**SOURCE EXCERPT**
Ngapoi Ngawang Jigme (; ; February 1, 1910 – December 23, 2009) was a Tibetan senior official who assumed various military and political responsibilities both before and after 1951 in Tibet. He is often known simply as Ngapo in English sources.

Early life 
Ngapoi Ngawang Jigme was born in Lhasa as the son of a leading Tibetan aristocratic family descended from former kings of Tibet, the Horkhang. His father was governor of Chamdo in Eastern Tibet and commander of the Tibetan armed forces. After studying traditional Tibetan literature, he went to Britain for further education. He was married to Ngapoi Cedain Zhoigar, Vice President of the Tibetan Women's Federation, hence his name Ngapoi.

Career 
Upon returning in 1932 from his studies in Britain, he served in the Tibetan army. Ngapoi began his career as a local official in Chamdo in 1936. As a cabinet member of the former government of Tibet under the Dalai Lama, he advocated reform. In April 1950 he was appointed governor-general (commissioner) of Chamdo, but took office only in September, after the previous governor, Lhalu, had left for Lhasa.

Commander-in-chief of the Tibetan Army at Chamdo 

While serving as governor-general of Chamdo, he also became commander-in-chief of the Tibetan Army.

While his predecessor, Lhalu, had made elaborate military plans and fortifications and asked the Kashag for more soldiers and weapons to stop the People's Liberation Army from entering Tibet, Ngapoi had the fortifications removed, refused to hire Khampa warriors and to install two portable wireless sets as he thought it was better to negotiate.

In October 1950 his forces confronted the People's Liberation Army. The battle was quickly over. As he had warned before his departure for Chamdo, "the Tibetan forces were no match for the PLA who [...] had liberated the whole of China by defeating several million Kuomintang soldiers". Ngapoi surrendered Chamdo to the Chinese. The PLA surprised him by treating him well and giving him long lectures on the New China's policies toward minor nationalities. Within a year, he was the deputy commander-in-chief for the PLA forces in Tibet. He became a leader not only of Tibet but also the Chinese Communist Party in Tibet.

Head of the Tibetan Delegation to the Beijing Peace Negotiations 

As a delegate of the government of Tibet sent to negotiate with the Chinese Government, he headed the Tibetan delegation to the Beijing peace negotiations in 1951, where he signed the Seventeen Point Agreement for the Peaceful Liberation of Tibet with the Chinese Communist government in 1951, accepting Chinese sovereignty in exchange for guarantees of autonomy and religious freedom.

The validity of his acceptance on behalf of the Tibetan government has been questioned. The Tibetan exiled community claims that his signature of the Agreement was obtained under duress, and that, as only the governor of Chamdo, signature of the agreement exceeded his powers of representation and is therefore invalid.

In his biography My Land and My People, the Dalai Lama claims that in 1952, the acting Tibetan Prime Minister Lukhangwa told Chinese representative Zhang Jingwu that the Tibetan "people did not accept the agreement".

(Pointing dataset excerpts)
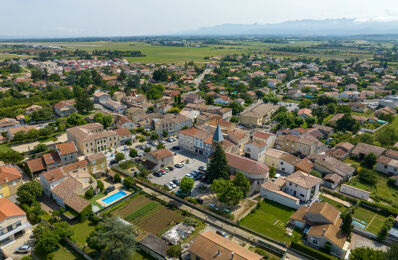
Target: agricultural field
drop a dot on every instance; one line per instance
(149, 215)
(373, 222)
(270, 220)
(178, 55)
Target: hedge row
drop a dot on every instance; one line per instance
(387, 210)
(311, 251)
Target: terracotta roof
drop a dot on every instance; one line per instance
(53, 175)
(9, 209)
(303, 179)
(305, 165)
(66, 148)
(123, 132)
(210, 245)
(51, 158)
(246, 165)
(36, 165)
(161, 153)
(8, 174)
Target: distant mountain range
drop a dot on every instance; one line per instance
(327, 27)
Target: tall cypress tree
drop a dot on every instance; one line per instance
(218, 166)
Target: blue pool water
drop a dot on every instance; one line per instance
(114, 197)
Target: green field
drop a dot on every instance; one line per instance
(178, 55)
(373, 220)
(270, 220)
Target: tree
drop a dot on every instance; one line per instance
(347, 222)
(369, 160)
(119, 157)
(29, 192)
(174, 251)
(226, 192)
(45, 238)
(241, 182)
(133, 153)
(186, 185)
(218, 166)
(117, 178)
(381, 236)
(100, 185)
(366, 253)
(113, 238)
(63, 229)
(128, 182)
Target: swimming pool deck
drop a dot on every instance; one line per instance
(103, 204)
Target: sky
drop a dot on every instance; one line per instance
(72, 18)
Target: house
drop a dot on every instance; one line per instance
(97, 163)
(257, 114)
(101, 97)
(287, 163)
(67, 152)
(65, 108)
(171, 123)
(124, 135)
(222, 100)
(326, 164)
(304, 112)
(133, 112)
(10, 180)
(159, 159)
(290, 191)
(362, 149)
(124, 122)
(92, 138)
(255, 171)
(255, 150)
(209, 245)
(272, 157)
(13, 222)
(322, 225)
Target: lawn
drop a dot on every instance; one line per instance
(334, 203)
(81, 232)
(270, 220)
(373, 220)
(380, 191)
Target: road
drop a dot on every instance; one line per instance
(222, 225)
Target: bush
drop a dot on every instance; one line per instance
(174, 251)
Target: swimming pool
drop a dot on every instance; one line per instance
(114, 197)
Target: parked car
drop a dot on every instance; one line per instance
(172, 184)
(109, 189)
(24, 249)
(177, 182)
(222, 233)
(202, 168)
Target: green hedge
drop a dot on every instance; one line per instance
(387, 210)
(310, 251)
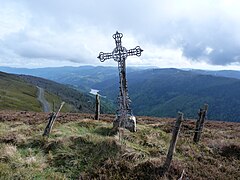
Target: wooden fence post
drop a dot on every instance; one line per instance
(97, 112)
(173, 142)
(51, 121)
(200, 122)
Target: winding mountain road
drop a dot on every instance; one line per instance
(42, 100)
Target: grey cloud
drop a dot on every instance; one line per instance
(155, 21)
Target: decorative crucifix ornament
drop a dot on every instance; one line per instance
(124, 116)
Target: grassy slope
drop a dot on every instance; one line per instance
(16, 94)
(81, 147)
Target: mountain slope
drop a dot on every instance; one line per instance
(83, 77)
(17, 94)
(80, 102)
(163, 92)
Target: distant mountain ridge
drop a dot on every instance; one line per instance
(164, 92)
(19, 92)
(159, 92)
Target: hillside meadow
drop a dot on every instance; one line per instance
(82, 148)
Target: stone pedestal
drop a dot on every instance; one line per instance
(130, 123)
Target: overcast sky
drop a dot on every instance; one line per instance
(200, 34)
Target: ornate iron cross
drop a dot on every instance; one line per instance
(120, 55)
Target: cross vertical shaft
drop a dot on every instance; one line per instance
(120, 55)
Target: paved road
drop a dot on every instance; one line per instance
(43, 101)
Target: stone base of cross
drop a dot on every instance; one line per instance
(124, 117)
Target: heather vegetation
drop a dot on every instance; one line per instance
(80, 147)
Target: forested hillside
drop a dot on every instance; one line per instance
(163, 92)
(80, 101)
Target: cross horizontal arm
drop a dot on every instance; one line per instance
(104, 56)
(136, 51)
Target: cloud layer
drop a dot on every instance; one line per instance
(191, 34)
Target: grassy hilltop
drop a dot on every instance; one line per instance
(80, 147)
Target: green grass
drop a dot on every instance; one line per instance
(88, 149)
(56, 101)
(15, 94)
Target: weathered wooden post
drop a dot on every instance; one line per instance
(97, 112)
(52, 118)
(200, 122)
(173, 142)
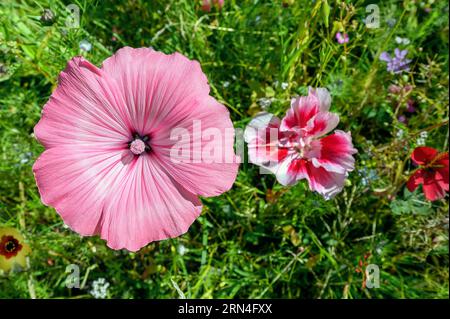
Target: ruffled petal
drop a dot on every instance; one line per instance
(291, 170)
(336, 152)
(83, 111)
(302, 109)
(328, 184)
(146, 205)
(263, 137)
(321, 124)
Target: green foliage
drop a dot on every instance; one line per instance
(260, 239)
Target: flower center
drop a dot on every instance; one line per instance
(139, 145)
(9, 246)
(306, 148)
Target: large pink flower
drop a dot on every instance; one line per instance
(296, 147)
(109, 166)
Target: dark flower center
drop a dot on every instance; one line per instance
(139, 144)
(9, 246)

**AIM**
Reproduce the Ngapoi Ngawang Jigme article from "As a delegate" to "and religious freedom.", swapping "negotiations" for "talks".

**ANSWER IN FULL**
As a delegate of the government of Tibet sent to negotiate with the Chinese Government, he headed the Tibetan delegation to the Beijing peace talks in 1951, where he signed the Seventeen Point Agreement for the Peaceful Liberation of Tibet with the Chinese Communist government in 1951, accepting Chinese sovereignty in exchange for guarantees of autonomy and religious freedom.